- _Exercise_: Rewrite each of the items below, replacing "flower bud" with "open blossom" and leaving everything else unchanged. Omit the pictures from your answer.

- _Entries provided_:
▬▬▬▬▬▬▬▬▬▬
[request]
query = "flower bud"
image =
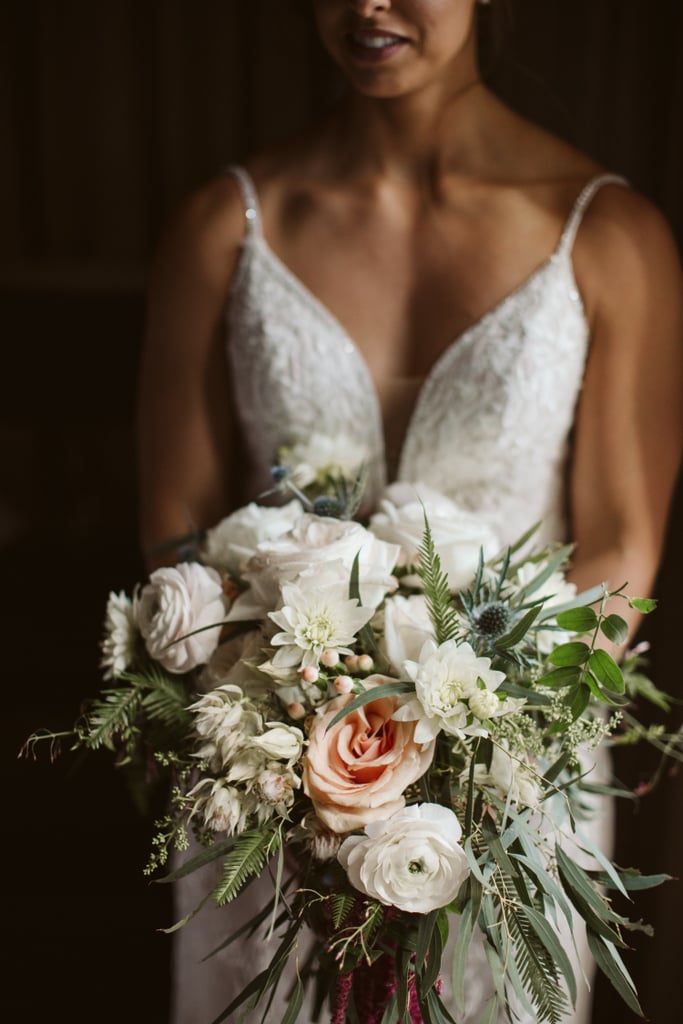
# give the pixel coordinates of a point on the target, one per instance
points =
(343, 684)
▬▬▬▬▬▬▬▬▬▬
- _Right answer_:
[request]
query = "open blossom"
image =
# give the pixel coordinates of a point on the target, one per instance
points =
(343, 684)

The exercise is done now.